- [Provided records]

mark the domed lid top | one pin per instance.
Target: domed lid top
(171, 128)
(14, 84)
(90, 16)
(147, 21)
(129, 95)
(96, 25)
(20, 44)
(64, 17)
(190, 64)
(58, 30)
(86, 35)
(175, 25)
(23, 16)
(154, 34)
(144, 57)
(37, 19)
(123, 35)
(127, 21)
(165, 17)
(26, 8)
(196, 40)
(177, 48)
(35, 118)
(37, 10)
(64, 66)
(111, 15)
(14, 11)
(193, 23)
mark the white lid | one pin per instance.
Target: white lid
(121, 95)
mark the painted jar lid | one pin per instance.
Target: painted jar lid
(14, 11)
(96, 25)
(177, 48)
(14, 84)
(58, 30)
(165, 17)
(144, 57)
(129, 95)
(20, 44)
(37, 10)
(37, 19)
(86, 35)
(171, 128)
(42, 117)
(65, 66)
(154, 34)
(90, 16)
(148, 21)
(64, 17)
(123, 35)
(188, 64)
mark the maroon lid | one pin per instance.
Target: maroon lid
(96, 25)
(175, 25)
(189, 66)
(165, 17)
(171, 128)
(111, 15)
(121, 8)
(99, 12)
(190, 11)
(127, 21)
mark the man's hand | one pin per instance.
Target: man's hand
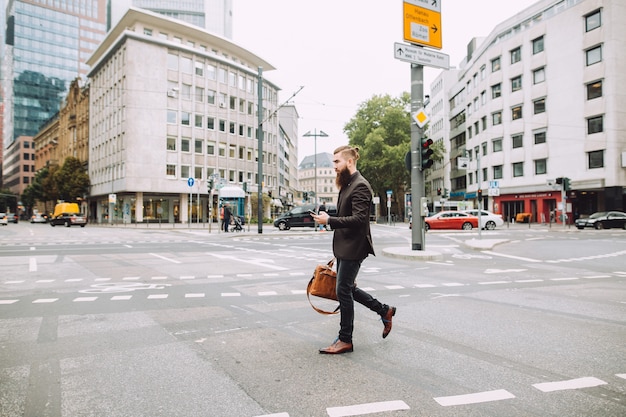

- [What you will do] Pull out all lines of the data with the string "mark".

- [Your solution]
mark the domed lid top | one pin per instance.
mark the white lid | one pin per instance.
mark the painted jar lid | one pin per instance.
mark the maroon lid | one pin per instance.
mark the man's hand | one pin per instance.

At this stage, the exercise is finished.